BEGIN Record excerpts

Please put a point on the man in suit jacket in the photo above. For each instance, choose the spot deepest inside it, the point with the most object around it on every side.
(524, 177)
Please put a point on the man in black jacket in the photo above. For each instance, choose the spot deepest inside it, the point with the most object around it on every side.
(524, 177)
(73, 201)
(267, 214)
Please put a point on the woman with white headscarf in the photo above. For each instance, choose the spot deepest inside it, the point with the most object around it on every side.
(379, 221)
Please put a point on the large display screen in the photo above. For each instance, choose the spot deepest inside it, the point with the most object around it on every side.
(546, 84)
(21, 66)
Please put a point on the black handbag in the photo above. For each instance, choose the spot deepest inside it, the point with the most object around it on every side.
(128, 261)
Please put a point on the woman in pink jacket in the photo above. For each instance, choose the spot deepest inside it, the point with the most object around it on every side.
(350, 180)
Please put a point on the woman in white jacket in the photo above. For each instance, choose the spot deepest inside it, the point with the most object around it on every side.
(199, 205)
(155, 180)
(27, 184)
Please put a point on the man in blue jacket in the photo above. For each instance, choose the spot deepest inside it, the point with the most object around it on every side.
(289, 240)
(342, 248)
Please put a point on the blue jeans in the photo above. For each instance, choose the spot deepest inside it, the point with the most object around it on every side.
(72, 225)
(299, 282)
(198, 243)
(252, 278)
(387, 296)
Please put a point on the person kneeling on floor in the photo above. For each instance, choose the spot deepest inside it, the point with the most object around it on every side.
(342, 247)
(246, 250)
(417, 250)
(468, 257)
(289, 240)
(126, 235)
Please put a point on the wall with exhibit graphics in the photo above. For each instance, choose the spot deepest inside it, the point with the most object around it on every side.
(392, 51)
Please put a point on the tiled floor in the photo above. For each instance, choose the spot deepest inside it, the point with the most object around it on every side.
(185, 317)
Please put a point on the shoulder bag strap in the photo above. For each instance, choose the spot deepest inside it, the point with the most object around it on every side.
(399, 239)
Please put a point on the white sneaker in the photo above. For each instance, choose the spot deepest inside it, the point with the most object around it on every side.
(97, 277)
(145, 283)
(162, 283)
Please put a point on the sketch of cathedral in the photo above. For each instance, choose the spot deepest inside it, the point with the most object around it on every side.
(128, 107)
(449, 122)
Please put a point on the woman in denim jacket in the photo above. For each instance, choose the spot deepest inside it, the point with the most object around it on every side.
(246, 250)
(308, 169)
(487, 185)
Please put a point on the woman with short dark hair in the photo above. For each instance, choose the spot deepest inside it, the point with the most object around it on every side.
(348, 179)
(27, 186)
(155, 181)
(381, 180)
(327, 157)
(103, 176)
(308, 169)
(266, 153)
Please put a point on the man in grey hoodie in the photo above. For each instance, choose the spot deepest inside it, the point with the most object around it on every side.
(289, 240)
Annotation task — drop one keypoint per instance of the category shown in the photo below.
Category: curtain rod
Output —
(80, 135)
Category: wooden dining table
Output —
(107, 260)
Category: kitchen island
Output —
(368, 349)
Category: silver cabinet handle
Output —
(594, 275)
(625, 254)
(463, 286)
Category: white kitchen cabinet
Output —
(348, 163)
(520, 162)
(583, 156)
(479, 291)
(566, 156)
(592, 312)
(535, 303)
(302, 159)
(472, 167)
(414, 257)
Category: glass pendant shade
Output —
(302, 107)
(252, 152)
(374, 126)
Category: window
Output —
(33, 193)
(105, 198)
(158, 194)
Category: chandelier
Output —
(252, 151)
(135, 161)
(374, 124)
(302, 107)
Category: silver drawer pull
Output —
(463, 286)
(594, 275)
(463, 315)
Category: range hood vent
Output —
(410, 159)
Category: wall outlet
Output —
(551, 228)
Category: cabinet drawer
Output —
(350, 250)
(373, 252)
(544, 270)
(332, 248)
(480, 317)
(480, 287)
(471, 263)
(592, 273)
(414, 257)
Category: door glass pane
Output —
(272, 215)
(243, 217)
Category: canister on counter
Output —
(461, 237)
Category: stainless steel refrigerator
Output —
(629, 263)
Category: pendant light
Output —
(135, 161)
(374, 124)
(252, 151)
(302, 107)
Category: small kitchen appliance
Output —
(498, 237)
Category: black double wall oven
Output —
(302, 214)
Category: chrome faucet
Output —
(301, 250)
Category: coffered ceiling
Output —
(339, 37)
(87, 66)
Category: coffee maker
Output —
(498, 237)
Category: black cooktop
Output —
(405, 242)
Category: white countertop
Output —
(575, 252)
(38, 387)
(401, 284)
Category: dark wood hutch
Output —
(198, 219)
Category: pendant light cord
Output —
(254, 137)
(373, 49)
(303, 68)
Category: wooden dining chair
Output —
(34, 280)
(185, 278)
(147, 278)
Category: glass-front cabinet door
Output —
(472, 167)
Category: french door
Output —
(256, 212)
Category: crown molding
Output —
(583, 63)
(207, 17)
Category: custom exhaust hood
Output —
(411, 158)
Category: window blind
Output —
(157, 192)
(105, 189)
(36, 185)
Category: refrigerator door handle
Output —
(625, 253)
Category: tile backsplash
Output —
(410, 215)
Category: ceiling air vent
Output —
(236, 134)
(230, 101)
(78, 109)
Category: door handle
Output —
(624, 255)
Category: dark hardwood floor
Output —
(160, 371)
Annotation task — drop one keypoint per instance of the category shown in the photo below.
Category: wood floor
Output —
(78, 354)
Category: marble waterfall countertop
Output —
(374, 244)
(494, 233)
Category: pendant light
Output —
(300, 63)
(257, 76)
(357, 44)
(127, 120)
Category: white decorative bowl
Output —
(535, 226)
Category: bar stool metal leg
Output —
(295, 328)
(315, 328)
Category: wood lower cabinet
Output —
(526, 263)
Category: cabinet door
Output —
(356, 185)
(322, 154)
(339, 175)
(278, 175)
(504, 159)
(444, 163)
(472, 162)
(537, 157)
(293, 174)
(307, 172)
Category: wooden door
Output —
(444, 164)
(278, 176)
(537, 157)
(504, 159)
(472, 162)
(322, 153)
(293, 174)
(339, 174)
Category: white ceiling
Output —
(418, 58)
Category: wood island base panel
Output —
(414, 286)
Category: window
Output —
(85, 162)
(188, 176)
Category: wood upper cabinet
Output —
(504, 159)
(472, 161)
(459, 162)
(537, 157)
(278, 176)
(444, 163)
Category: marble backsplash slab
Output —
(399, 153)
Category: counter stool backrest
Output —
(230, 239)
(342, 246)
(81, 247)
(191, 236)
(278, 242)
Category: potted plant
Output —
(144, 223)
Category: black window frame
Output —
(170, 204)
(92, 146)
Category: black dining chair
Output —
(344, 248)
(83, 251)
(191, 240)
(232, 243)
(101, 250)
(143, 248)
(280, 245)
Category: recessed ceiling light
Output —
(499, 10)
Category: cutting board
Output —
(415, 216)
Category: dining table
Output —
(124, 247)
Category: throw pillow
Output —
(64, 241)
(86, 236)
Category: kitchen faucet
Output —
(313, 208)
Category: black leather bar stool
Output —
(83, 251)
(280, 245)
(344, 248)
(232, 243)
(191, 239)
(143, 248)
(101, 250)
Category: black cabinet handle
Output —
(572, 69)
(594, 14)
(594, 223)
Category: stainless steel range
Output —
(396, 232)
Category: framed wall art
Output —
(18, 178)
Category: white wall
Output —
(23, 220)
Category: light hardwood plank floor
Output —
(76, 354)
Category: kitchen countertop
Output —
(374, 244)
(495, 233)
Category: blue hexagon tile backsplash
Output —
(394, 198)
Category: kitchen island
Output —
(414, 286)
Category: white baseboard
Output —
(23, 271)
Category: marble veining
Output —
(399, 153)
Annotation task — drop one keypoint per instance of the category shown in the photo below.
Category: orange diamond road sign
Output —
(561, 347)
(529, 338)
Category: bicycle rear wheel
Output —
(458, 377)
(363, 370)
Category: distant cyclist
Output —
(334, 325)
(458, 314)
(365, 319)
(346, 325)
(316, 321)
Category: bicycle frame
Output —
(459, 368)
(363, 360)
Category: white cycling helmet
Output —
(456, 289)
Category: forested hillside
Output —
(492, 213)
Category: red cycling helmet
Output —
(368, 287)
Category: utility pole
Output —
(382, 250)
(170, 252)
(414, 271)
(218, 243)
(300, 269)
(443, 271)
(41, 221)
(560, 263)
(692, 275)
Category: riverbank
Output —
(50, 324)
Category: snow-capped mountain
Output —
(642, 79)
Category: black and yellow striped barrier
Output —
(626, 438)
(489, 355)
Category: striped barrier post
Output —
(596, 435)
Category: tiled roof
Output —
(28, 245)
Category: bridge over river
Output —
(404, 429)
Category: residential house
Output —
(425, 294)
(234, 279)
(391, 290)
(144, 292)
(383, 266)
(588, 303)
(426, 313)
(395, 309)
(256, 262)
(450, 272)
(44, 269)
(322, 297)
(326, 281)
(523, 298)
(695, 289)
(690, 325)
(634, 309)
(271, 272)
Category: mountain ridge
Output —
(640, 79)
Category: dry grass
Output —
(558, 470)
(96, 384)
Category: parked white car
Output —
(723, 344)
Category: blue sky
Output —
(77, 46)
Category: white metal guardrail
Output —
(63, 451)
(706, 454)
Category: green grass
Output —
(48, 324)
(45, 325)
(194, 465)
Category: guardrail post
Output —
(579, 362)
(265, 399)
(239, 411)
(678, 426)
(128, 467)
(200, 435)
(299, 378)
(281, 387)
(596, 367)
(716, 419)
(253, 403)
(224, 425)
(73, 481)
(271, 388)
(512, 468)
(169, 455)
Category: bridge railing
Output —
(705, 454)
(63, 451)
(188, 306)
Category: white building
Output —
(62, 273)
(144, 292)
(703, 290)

END Record excerpts

** Goal of the exercise **
Look through the entries above; copy every line holding the string "steel".

** Response below **
Category: stainless steel refrigerator
Category: stainless steel range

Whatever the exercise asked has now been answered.